抜き出した文章 ->
=-=-=

生きることの不条理についての考察である。
冒頭に哲学の根本問題は自殺の問題のみ、と言い切っている。不条理なこの世界が生きるに値するかどうかのみだと。
僕だってバッパラパーではない。悩みの1つや2つや3つあるし、「こんなしょうもない人生意味あるのかしら」と人並みには考えた事がある。
しかし僕が自殺について考えるのは人生が上手くいかないときだけである。
その他の時期は上機嫌で、自分ほど上手く人生を楽しんでいる人間はいないと考えている。そんな時は人生の意味なんて、ましてや自殺なんて考えない。
カミュは違う。カミュは流されることを何より好まない。カミュの考えで最も大事な概念、それは「意識的反抗」である。人生は無意味であるが、そのことによって精神を麻痺さることなく、意識し続けることによって運命に対して反抗心を持ち続けること、こんな意味になろうか。
シーシュポスとは神話に登場し、運び上げては落ちる岩をまた運び続けるという永遠の罰を受けている、まさに不条理の象徴のような男である。シーシュポスがなぜそんな罰を与えられたかもはっきりせず、そこもまた不条理である。
カミュがこの不条理の中に光を見出すのは、転がり落ちてしまった岩を何度も何度も下まで取りに降りていく時のシーシュポスの明徹な視力である。
不条理ながらも、明徹な目を持ち、その仕事を再度その身に引き受けるために降りていく。ここにこそ、不条理への勝利を見つけ出すのである。

=-=-=

渡された情報 ->
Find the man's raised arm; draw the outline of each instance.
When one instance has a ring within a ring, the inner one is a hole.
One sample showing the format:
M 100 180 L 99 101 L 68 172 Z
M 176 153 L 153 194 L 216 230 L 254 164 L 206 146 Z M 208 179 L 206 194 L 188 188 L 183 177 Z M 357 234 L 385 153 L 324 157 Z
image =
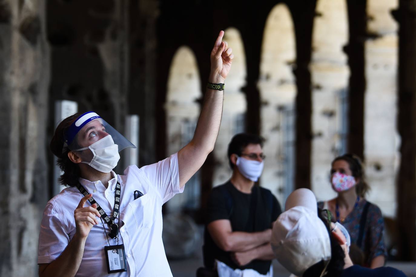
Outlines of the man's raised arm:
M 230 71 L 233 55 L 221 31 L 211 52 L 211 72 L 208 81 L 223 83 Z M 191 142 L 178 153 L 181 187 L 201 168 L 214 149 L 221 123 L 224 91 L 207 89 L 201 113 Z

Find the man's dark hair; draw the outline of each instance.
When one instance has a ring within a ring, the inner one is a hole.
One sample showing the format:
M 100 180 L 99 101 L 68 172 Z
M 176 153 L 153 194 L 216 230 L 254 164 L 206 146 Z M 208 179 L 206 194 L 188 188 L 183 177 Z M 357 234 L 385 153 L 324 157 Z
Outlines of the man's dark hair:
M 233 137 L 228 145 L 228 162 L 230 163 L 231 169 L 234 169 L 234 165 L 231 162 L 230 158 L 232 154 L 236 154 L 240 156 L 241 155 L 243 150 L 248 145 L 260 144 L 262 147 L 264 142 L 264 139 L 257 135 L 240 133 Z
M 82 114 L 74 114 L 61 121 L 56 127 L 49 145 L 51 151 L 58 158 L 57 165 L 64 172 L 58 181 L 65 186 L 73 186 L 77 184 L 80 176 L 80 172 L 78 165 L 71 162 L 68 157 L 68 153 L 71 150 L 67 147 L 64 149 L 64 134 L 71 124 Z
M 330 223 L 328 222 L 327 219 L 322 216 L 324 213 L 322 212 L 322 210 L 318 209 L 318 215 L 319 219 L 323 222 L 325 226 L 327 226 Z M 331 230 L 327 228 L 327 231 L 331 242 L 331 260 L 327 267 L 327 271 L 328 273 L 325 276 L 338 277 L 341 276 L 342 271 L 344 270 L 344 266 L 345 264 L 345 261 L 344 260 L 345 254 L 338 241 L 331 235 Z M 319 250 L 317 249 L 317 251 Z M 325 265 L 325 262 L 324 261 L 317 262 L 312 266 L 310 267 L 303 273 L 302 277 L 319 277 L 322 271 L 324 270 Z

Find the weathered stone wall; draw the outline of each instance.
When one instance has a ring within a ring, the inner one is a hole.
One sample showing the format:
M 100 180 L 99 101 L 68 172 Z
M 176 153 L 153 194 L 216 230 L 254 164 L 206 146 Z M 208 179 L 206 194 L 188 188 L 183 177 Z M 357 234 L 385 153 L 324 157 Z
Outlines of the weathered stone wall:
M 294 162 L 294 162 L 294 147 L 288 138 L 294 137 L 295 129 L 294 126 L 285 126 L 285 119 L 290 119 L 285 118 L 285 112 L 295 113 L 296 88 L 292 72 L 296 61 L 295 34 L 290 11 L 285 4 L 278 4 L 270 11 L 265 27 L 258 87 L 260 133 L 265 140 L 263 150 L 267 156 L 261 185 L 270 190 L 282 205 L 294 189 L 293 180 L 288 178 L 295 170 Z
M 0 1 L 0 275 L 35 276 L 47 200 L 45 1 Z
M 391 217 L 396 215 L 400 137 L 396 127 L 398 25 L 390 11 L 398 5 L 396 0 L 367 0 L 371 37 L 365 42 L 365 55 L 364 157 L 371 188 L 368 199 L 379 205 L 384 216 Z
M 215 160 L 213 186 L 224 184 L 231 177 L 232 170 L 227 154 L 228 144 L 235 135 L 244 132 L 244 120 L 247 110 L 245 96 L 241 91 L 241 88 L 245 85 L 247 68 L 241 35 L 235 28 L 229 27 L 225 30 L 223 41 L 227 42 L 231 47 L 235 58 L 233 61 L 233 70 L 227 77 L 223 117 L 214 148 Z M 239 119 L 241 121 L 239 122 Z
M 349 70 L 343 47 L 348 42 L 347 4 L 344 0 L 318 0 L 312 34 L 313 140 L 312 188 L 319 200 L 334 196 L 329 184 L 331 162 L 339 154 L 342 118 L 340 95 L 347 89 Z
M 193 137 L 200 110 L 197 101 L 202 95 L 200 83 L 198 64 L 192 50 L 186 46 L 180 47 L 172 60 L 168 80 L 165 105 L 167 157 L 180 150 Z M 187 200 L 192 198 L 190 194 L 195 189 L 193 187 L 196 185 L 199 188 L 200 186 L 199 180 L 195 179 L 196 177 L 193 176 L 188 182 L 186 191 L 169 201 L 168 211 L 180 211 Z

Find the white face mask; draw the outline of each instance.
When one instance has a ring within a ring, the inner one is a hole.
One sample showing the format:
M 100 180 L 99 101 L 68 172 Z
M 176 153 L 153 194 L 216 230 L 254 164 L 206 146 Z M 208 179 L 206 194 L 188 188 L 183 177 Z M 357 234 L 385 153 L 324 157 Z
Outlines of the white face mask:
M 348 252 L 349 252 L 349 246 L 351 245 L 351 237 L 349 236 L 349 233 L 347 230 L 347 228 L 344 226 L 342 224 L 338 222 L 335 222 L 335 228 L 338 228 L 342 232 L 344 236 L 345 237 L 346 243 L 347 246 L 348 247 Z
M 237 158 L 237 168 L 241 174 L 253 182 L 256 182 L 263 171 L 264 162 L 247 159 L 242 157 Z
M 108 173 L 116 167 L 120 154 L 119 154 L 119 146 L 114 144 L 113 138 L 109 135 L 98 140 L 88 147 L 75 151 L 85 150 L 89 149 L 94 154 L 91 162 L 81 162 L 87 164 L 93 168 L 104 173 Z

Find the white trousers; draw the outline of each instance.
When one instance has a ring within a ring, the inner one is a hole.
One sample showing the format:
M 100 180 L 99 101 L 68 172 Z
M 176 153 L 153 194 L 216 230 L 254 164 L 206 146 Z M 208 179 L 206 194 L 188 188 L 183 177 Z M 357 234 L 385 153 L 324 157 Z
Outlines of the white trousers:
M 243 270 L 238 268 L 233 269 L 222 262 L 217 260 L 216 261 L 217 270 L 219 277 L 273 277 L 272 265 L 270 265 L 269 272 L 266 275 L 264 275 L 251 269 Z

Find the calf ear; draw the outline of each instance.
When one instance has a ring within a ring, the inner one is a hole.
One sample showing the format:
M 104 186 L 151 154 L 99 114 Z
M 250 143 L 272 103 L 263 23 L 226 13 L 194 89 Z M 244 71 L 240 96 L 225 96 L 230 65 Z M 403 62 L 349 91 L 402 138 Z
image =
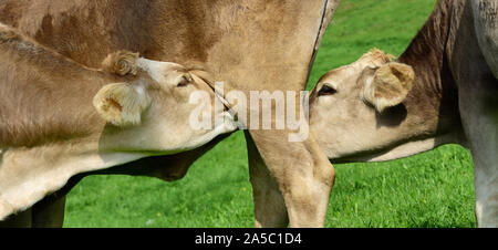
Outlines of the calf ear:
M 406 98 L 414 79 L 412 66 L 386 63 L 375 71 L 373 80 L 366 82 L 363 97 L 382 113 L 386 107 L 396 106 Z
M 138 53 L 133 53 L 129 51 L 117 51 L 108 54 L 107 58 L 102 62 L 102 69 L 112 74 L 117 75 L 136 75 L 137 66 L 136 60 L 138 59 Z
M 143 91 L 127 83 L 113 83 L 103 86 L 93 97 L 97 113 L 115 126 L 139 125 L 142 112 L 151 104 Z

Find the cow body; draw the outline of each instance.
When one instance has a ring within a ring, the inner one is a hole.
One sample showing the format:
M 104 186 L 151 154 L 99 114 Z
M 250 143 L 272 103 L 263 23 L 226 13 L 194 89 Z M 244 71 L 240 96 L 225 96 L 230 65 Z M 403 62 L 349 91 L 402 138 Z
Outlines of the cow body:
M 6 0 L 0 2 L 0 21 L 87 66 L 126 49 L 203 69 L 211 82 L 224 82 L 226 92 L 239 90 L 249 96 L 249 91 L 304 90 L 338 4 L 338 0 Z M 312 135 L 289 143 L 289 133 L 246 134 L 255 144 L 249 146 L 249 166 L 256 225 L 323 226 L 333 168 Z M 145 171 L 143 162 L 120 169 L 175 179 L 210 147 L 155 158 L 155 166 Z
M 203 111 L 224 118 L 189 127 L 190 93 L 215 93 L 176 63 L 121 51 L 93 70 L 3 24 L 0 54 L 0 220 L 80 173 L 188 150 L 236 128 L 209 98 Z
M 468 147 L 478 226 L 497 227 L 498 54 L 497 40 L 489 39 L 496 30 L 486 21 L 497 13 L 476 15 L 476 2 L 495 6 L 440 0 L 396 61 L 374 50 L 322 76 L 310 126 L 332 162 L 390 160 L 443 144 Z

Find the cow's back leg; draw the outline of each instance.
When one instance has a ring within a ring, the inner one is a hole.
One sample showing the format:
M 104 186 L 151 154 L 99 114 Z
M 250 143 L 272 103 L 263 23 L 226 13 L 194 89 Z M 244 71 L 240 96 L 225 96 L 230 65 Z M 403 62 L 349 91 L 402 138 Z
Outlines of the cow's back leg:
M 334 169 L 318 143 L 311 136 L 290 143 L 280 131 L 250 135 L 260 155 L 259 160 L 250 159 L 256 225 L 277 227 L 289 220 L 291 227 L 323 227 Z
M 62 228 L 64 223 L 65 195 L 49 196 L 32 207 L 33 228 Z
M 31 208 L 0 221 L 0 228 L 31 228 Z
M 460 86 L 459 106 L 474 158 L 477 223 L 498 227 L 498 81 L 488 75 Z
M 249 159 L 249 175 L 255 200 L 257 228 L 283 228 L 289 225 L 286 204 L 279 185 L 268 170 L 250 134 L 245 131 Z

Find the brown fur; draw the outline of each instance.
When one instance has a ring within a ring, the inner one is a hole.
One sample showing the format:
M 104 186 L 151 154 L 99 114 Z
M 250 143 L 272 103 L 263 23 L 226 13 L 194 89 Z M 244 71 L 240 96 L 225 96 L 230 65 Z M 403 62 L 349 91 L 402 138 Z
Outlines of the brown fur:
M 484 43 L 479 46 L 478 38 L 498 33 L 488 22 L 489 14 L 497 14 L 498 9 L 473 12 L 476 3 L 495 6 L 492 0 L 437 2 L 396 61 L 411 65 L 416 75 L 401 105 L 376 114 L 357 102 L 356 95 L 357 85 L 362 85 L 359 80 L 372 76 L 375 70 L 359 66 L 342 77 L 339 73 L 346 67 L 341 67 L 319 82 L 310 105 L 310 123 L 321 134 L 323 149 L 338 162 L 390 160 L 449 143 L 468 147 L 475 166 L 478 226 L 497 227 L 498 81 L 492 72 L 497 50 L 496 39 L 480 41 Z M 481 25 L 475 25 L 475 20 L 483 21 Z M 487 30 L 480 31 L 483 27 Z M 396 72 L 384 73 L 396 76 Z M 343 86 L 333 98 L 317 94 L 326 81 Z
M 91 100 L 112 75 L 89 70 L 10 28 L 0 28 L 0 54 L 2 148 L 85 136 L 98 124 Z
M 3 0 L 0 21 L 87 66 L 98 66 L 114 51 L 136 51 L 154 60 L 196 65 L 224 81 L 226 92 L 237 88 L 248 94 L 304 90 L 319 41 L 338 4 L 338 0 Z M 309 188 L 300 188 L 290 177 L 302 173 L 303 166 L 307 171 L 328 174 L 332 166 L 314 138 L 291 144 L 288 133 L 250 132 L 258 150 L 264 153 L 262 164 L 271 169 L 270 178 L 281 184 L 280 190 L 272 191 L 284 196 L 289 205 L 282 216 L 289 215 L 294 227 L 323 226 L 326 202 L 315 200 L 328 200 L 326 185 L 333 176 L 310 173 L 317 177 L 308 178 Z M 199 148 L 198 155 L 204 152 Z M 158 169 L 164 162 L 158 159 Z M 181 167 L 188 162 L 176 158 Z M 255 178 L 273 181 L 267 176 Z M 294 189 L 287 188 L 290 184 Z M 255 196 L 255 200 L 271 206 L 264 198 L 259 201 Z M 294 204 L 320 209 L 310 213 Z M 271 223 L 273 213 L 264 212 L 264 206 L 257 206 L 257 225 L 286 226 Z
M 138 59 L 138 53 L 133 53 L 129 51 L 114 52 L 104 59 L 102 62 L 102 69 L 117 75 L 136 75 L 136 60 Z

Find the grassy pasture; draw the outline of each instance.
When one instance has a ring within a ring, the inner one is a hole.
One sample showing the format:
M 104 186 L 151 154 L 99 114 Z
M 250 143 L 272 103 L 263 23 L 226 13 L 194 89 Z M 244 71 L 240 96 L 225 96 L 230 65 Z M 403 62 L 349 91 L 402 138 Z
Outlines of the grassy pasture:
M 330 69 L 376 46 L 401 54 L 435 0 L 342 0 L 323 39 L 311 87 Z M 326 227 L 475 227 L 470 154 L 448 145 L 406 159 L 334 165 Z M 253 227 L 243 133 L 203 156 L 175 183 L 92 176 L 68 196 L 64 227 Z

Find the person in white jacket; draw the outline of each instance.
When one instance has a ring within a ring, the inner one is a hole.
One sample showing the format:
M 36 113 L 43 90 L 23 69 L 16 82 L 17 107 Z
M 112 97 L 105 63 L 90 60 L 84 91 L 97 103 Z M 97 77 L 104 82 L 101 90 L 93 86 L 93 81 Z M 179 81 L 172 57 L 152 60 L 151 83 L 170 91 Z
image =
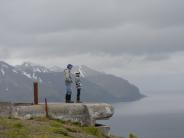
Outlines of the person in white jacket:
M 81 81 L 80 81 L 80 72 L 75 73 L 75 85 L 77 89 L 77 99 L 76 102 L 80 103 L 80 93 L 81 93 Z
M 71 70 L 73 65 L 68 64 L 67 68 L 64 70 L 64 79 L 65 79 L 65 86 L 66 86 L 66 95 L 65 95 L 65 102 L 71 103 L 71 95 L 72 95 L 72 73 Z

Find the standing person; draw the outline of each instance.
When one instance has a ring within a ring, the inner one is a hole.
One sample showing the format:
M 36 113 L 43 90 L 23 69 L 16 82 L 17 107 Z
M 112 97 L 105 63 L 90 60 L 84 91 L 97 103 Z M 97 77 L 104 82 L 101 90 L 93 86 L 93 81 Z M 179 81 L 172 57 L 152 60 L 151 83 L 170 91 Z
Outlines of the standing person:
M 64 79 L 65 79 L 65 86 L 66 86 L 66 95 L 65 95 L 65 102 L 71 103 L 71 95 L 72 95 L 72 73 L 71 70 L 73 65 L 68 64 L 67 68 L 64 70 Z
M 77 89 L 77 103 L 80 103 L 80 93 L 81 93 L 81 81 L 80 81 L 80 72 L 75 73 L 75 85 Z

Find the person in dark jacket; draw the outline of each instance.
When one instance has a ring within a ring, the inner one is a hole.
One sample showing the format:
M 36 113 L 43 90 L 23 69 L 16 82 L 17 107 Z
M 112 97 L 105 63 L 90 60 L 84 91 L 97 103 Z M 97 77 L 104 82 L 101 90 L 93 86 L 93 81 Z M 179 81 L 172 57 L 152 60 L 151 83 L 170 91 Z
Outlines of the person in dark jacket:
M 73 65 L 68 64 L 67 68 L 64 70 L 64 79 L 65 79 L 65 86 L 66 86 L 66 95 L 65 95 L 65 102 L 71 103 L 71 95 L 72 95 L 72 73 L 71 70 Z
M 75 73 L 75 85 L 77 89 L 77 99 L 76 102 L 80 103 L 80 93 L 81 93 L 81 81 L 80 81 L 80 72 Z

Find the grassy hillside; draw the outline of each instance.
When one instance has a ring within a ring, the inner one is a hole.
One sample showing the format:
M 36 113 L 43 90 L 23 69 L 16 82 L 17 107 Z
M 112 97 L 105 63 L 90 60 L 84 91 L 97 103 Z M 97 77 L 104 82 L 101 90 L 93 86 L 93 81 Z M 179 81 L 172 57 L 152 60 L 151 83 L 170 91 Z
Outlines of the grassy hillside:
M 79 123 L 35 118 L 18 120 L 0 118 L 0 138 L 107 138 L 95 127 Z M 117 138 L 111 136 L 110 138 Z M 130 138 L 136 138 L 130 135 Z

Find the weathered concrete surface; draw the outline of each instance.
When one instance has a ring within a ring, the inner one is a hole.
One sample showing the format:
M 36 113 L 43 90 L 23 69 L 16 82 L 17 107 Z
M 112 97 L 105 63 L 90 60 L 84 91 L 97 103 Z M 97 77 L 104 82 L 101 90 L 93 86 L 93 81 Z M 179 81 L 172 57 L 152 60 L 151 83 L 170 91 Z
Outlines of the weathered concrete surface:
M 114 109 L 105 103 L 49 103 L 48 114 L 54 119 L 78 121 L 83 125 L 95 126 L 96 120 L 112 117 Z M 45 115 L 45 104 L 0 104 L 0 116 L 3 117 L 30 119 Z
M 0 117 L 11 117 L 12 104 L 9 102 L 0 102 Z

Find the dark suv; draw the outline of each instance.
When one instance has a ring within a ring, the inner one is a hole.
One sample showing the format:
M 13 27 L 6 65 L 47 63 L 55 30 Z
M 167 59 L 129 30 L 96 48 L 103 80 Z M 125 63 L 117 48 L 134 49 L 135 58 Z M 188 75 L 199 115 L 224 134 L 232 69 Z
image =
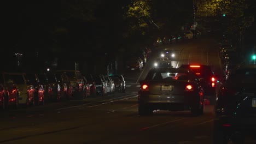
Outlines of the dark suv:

=-=-=

やること -> 不条理についての文章を、止まったところから書き継いでください。 一覧は、不条理についての文章とは関係がありません。

期待される答え ->
卑近な例、例えば自分たちに置き換えてみると、仕事の帰り、電車に揺られ家路に着くときあろうか。明日出勤するために家路につく。永遠に繰り返す不条理を感じる瞬間である。
いや違う。電車の中の僕に明徹な視力はない。腑抜けているか、酩酊しているかだ。
絶望的な瞬間において意識的でいること、不条理の中から不条理を汲みつくすこと。それが勝利である。カミュは常に目の醒めていることを望む。
カミュの言う勝利に至る道筋を確認しよう。
まず倦怠がある。人生に倦むのである。そしてこの時期に僕たちは不条理の意識を感じ始める。ここまでは僕にでもある。
その後、人間が選ぶべき道が二つある。自殺か自己再建か、である。
僕がいずれの道も選んでいないとすれば、それは意識的では無くなったからであろう。精神を麻痺させるか、麻痺させられているか分からないが、倦怠を味わう意識すら無くなっているということだ。
カミュはそれを許さない。倦怠を意識し、不条理を感じつつも決然と歩き始めること。不条理のみが世界と人間を密着させているのである。明瞭に人間が識別できるのは不条理だけなのである。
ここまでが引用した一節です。